[What is being asked] Please repeat the line that has "One point per instance of the window." and all lines after it, exactly as they appear, through the end of the entries.

Records drawn from a dataset
┄┄┄┄┄┄┄┄┄┄

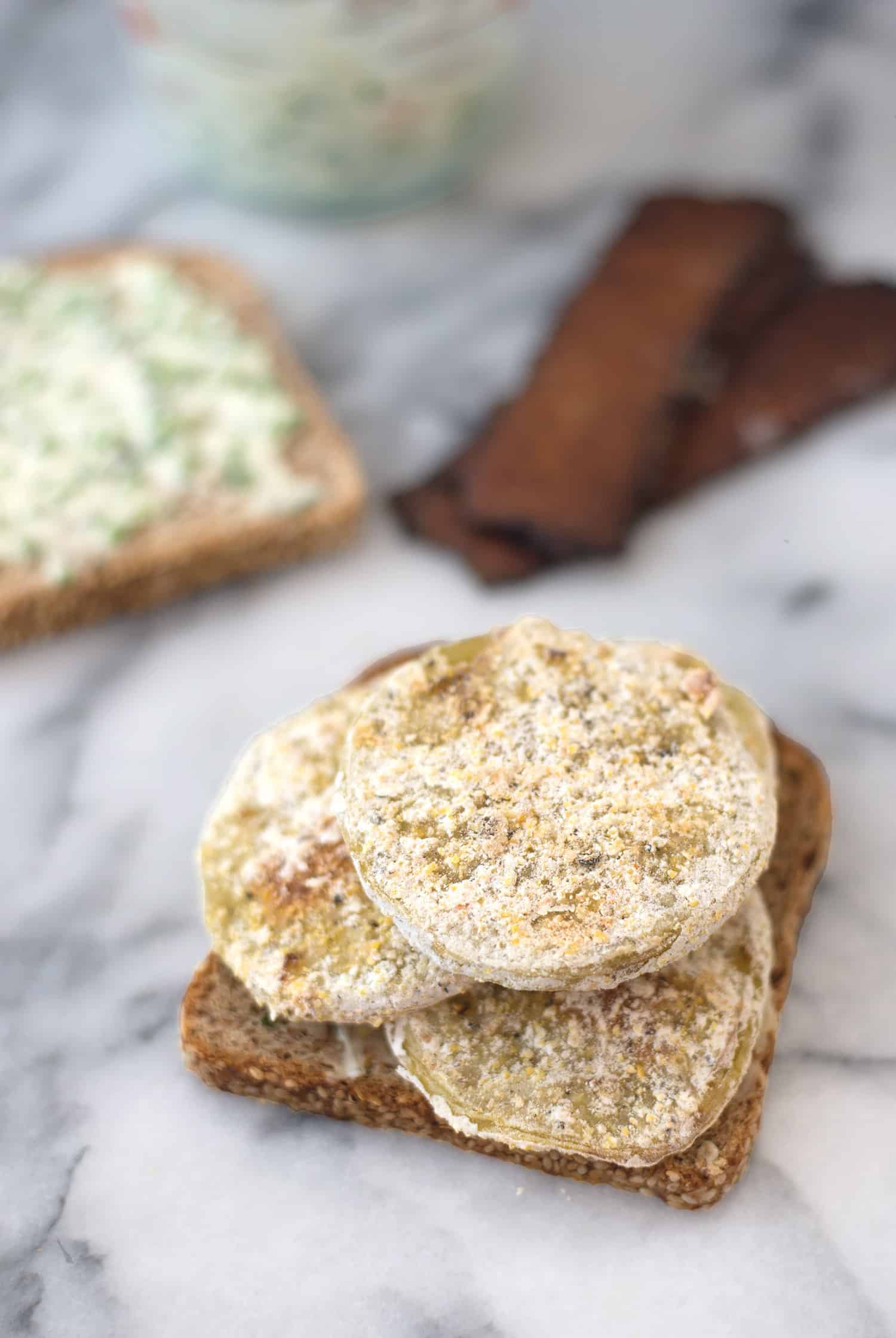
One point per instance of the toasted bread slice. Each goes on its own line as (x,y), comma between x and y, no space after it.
(349,1073)
(186,553)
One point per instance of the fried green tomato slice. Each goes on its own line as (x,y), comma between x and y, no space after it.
(283,901)
(629,1075)
(546,811)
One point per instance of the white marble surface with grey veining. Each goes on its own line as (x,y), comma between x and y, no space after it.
(136,1202)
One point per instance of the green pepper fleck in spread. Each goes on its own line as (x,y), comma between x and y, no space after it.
(130,396)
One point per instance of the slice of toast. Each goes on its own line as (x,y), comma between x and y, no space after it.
(186,553)
(349,1073)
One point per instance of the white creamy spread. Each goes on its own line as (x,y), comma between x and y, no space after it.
(127,395)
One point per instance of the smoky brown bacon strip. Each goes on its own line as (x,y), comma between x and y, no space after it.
(567,462)
(833,345)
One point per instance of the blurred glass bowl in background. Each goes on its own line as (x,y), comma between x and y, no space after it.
(335,108)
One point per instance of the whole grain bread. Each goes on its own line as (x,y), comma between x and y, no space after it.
(188,553)
(229,1043)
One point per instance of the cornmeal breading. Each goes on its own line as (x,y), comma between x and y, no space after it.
(629,1075)
(284,905)
(545,811)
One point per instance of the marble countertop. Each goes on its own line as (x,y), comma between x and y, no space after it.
(136,1202)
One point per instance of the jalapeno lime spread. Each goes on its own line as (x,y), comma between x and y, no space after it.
(127,396)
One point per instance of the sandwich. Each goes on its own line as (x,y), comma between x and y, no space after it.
(533,894)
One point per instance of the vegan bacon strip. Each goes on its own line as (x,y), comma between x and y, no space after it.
(831,347)
(567,462)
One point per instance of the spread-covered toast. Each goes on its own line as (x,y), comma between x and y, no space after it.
(653,1084)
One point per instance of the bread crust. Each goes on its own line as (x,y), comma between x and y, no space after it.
(177,557)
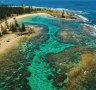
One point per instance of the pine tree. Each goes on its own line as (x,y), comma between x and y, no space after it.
(23,29)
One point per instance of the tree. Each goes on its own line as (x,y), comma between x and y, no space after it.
(23,29)
(13,28)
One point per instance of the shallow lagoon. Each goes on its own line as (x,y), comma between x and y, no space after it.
(46,60)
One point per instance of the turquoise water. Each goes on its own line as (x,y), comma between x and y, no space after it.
(39,68)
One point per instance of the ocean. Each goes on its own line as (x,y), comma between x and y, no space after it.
(47,62)
(87,7)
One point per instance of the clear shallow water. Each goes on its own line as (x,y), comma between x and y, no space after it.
(39,68)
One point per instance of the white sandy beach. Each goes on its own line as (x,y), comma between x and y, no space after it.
(9,40)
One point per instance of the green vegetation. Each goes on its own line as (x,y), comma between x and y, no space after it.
(8,11)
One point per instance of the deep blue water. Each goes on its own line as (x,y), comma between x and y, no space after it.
(87,6)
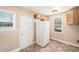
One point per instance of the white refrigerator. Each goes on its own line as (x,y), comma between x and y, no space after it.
(42,33)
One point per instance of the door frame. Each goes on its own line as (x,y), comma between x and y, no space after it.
(20,30)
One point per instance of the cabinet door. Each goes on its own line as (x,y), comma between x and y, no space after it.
(70,17)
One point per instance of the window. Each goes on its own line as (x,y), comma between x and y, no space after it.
(7,21)
(58,24)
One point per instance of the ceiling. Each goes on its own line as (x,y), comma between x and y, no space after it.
(47,10)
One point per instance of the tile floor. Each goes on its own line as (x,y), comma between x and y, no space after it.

┄┄┄┄┄┄┄┄┄┄

[Solution to the exercise]
One point per instance of the window. Each goes on its own line as (x,y), comma between x and y, no space after it.
(7,21)
(58,24)
One point per instance of the ceiling. Each goes on its own line as (x,y), comma between x and y, no space after it.
(47,10)
One point per instance of the tile floor. Each goes on its own line as (x,y), comma between x and y, no space after it.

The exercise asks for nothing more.